Object position labeling items
-----

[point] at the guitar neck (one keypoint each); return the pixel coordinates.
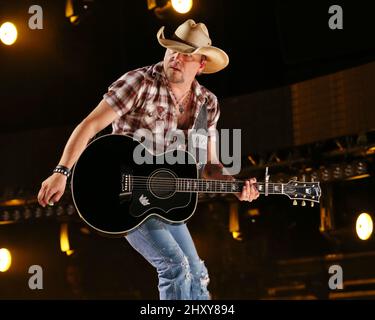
(224, 186)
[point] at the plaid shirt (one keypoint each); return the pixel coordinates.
(142, 99)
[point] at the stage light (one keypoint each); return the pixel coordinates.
(182, 6)
(64, 240)
(364, 226)
(5, 260)
(8, 33)
(234, 221)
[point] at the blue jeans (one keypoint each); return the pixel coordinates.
(171, 250)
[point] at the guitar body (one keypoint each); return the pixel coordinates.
(114, 195)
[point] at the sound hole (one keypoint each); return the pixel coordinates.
(162, 184)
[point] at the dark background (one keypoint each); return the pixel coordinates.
(51, 78)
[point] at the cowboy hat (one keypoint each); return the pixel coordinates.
(193, 38)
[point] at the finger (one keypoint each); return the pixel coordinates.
(49, 194)
(41, 196)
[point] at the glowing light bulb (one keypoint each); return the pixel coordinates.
(8, 33)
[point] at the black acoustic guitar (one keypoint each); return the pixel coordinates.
(113, 195)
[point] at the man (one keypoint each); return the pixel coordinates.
(166, 93)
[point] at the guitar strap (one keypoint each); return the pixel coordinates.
(201, 125)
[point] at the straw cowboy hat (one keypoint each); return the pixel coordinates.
(193, 38)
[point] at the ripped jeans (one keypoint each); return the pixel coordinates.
(171, 250)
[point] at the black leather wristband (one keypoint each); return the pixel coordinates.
(63, 170)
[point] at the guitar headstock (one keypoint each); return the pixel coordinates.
(304, 191)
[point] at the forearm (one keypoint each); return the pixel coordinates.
(77, 142)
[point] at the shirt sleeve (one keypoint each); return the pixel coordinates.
(124, 93)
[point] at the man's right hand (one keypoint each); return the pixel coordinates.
(52, 189)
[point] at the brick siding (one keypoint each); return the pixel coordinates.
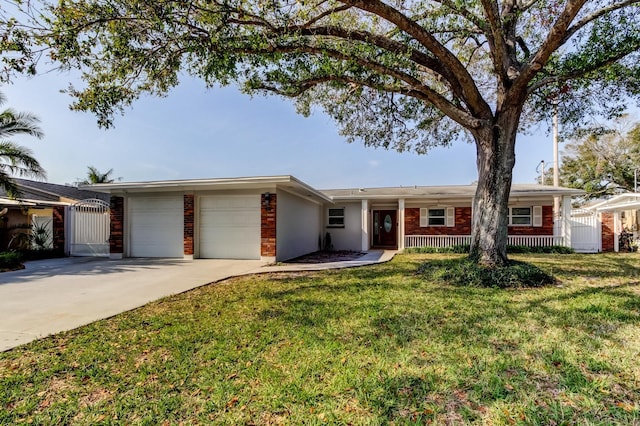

-----

» **EXERCISE DIRECTIONS**
Write out every item above again, substituting "x and y coordinates" for each "pixel coordinates" and keeping everything else the same. Omit the pictures.

» **SOLUTION FOR THIS EXERCISE**
[point] at the guitar neck (one keypoint each); return the x and y coordinates.
(224, 186)
[point] at the plaid shirt (one keypoint each); return the x and y coordinates.
(142, 99)
[point] at the stage light (one keypoint each); return the x and y coordinates.
(182, 6)
(64, 240)
(364, 226)
(5, 260)
(8, 33)
(234, 221)
[point] at the blue jeans (one keypoint each); return the x and y coordinates.
(171, 250)
[point] at the guitar body (one keypoint each); return the x and y coordinates.
(114, 195)
[point] at the sound hole (one keypoint each); return the x and y coordinates.
(162, 184)
[point] at the dark background (one keypoint each); return the x and y coordinates.
(51, 78)
[point] at the cowboy hat (one keypoint each); return the x and y coordinates.
(193, 38)
[point] at the finger (one keypoint each); return the x and y coordinates.
(49, 194)
(41, 196)
[point] at the glowing light bulb (one keypoint each); return the x and y coordinates.
(8, 33)
[point] at the black acoustic guitar (one keypoint each); return the x and y coordinates.
(113, 195)
[point] at the man (one keypoint each); return the x and y coordinates.
(166, 93)
[point] at the guitar strap (one keypoint each); return the x and y coordinates.
(201, 125)
[point] at the straw cowboy hat (one keypoint each); return the x and y coordinates.
(193, 38)
[point] at the ripped jeans (one keypoint each); return the x and y coordinates.
(171, 250)
[point] at the black leather wristband (one keypoint each); return the x and y coordinates.
(63, 170)
[point] at the guitar headstock (one keypoint each); return the x and y coordinates.
(304, 191)
[point] at the forearm (one keypoint each); return the x and y coordinates.
(77, 142)
[point] at the shirt sleeve (one keypoint each); return the x and y coordinates.
(124, 93)
[point] at the man's right hand (one keypoint each); return the x and y coordinates.
(52, 189)
[point] at the brick siding (one keypoint each); return the x and y coordinates.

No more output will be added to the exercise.